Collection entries

########

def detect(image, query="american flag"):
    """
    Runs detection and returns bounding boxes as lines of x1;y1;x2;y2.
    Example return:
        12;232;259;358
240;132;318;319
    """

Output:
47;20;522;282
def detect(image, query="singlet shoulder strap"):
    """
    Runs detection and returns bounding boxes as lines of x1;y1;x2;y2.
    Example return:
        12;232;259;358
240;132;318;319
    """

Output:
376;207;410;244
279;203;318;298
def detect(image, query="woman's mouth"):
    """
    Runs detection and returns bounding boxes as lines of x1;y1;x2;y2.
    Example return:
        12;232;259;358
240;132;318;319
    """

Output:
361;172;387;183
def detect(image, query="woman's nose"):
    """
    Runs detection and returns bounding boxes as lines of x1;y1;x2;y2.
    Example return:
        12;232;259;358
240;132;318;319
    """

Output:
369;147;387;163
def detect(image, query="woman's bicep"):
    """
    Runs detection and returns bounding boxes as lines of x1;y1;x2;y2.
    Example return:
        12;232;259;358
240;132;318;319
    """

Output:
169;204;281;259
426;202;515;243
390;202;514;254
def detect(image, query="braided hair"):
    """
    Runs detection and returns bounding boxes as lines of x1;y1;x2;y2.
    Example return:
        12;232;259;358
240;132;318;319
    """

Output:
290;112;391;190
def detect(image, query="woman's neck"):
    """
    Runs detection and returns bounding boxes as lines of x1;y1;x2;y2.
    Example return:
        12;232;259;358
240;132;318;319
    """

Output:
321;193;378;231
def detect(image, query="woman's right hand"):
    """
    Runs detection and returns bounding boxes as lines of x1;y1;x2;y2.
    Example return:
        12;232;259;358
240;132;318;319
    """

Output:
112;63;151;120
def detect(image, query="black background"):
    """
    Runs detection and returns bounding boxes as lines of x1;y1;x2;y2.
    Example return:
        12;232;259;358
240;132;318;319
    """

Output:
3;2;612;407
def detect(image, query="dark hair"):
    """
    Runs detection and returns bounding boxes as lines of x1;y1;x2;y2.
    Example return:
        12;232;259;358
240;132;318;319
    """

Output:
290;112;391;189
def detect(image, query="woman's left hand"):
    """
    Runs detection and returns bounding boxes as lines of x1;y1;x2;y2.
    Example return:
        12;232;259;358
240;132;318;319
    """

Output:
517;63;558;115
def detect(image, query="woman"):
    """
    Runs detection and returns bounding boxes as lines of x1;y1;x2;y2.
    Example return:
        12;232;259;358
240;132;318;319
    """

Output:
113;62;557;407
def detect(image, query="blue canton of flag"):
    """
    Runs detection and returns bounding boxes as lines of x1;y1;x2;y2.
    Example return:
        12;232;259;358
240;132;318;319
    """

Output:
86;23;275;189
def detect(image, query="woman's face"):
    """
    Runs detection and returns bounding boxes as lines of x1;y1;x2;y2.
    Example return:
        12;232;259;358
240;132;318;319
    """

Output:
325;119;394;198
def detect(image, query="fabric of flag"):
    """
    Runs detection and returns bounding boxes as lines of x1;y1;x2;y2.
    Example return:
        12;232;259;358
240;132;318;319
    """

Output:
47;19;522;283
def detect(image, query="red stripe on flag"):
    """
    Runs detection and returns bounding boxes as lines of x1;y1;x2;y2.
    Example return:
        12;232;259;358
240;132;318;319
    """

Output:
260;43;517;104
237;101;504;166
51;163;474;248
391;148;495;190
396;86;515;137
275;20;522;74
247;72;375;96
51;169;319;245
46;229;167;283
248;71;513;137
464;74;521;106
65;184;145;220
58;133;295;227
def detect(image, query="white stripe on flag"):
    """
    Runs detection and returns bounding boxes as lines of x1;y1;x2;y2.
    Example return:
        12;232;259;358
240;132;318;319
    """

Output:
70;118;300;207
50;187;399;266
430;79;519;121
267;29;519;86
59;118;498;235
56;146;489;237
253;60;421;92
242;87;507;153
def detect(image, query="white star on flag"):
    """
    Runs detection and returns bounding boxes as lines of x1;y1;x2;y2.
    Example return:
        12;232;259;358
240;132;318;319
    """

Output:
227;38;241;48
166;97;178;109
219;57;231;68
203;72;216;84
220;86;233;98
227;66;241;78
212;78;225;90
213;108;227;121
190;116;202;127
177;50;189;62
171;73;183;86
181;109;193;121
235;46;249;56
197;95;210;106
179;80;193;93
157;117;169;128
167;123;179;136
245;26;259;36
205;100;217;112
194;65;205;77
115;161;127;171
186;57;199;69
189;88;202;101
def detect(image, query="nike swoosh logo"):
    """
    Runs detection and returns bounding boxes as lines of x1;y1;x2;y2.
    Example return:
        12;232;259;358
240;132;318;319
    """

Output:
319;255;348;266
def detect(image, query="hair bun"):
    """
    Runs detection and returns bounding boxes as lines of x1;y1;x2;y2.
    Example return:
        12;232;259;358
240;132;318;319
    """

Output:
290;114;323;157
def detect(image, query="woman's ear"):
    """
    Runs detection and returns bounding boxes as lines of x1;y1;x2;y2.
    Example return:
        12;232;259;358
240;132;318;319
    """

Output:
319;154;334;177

########

__Problem statement__. All of the records are to be reproduced exactly as they were given.

__Result for this task__.
def detect(image, query="american flag"):
    """
    Runs detection and returns bounding boxes as lines of x1;y1;x2;y2.
    Example return:
        12;232;259;358
240;132;318;319
    """

Output:
47;20;522;282
def detect(image, query="singlet shoulder strap"):
    """
    Runs detection and returns bounding boxes as lines of x1;y1;x2;y2.
    Example return:
        12;232;259;358
240;132;318;319
    """

Output:
376;207;410;244
279;203;318;298
def detect(image, query="woman's mouth"):
    """
    Runs detection and returns bounding boxes as lines of x1;y1;x2;y2.
    Example return:
        12;232;259;358
240;132;318;319
    """

Output:
361;172;387;183
def detect(image, query="woman's nose"):
    """
    Runs detection and returns bounding boxes as lines of x1;y1;x2;y2.
    Example return:
        12;232;259;358
240;132;318;319
    """

Output:
369;147;387;163
def detect(image, query="woman's bicep"):
    """
    Runs detection and returns bounding boxes as lines of x1;y1;x2;y2.
    Example return:
        12;232;259;358
240;132;318;319
    """

Output:
169;204;281;259
426;202;515;243
390;202;514;254
def detect(image, query="braided hair"):
    """
    Runs detection and returns bounding boxes as lines of x1;y1;x2;y2.
    Example return:
        12;232;259;358
240;132;318;319
    """

Output:
290;112;391;190
def detect(image, query="woman's neck"):
    """
    Runs detection and returns bounding boxes as lines of x1;y1;x2;y2.
    Example return:
        12;232;259;358
240;132;318;319
    """

Output:
321;193;378;231
def detect(image, query="woman's right hand"):
    """
    Runs detection and returns bounding boxes as lines of x1;y1;x2;y2.
    Example return:
        12;232;259;358
240;132;318;319
    """

Output:
112;63;151;120
def detect(image, query="black background"):
    """
    Runs detection and returns bounding boxes as lines of x1;y1;x2;y2.
    Example return:
        12;232;259;358
240;132;318;319
    """

Output:
3;2;612;407
def detect(image, query="dark hair"):
    """
    Runs detection and returns bounding boxes as lines of x1;y1;x2;y2.
    Example return:
        12;232;259;358
240;132;318;319
    """

Output:
290;112;391;189
def detect(image, query="woman's left hand"):
    """
    Runs detection and returns bounding boxes as lines of x1;y1;x2;y2.
    Example return:
        12;232;259;358
240;132;318;319
    """

Output:
517;63;558;115
def detect(image, query="woman"):
    """
    Runs detection and returns bounding boxes as lines of x1;y1;x2;y2.
    Example return:
        12;232;259;358
240;132;318;319
    """

Output:
113;62;557;407
def detect(image, query="blue canton of flag"):
    """
    Runs detection and returns bounding boxes as lines of x1;y1;x2;y2.
    Example return:
        12;232;259;358
240;132;318;319
    """

Output:
86;23;275;189
def detect(image, query="woman's face"):
    """
    Runs detection and returns bounding boxes as lines of x1;y1;x2;y2.
    Example return:
        12;232;259;358
240;132;318;319
    """

Output:
325;119;394;198
def detect(image, query="fabric of flag"):
    """
    Runs detection and returns bounding boxes as lines of x1;y1;x2;y2.
    Example return:
        12;232;259;358
240;132;318;319
    """

Output:
47;19;522;283
def detect(image, query="red stripe on flag"):
    """
    Runs detection and returns bounding boxes as lines of x1;y1;x2;y2.
    Example return:
        12;232;259;358
240;132;318;319
    """

Output:
260;43;517;104
237;101;504;166
51;163;474;248
391;148;495;190
396;86;515;137
275;20;522;74
247;72;375;96
51;169;319;245
46;229;167;283
248;71;513;137
464;74;521;106
65;184;145;220
58;133;295;227
def detect(image, query="white stripe on flag"):
    """
    Runs detection and returns bounding boxes as lines of x1;y1;x2;y2.
    Example return:
        12;232;259;358
240;132;318;319
    """

Output:
70;118;300;207
50;187;399;266
430;79;519;121
267;29;519;86
59;118;498;235
56;146;489;237
253;60;421;92
242;87;507;153
def detect(image, query="white star on flag"):
    """
    Runs detection and returns bounding boxes as lines of x1;y1;x2;y2.
    Example return:
        12;232;259;358
240;132;318;319
    """

Output:
227;38;241;48
166;97;178;109
219;57;231;68
203;72;216;84
220;86;233;98
227;66;241;78
212;78;225;90
213;108;227;121
190;116;202;127
177;50;189;62
171;73;183;86
181;109;193;121
235;46;249;56
197;95;210;106
179;80;193;93
157;117;169;128
167;123;179;136
245;26;259;36
205;100;217;112
194;65;205;77
115;161;127;171
186;57;199;69
189;88;202;101
def detect(image, query="nike swoosh logo"):
    """
    Runs detection and returns bounding boxes as lines of x1;y1;x2;y2.
    Example return:
        12;232;259;358
240;132;318;319
    """

Output:
319;255;348;266
def detect(image, query="hair bun"):
    """
    Runs detection and returns bounding boxes as lines of x1;y1;x2;y2.
    Example return:
        12;232;259;358
240;132;318;319
    """

Output:
290;114;323;157
def detect(image, query="woman's ear"):
    """
    Runs detection and returns bounding boxes as lines of x1;y1;x2;y2.
    Example return:
        12;232;259;358
240;132;318;319
    """

Output:
319;154;334;177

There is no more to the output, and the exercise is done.